Directive:
Present every entry below as a numbered list, one line per item, with any blank lines omitted.

[Start Working data]

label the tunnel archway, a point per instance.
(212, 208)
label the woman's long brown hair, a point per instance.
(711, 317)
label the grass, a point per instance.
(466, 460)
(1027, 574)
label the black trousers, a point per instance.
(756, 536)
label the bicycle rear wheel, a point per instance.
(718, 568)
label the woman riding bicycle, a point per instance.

[End Working data]

Solution for this problem:
1. label the tunnel archway, a point per instance.
2. (212, 208)
3. label the woman's long brown hair, a point per instance.
4. (711, 317)
5. label the grass, a point per instance.
6. (466, 460)
7. (1027, 574)
8. label the black trousers, a point per instance.
9. (756, 536)
10. label the bicycle rear wheel, a point per instance.
11. (718, 568)
12. label the woman riding bicycle, a point per instance.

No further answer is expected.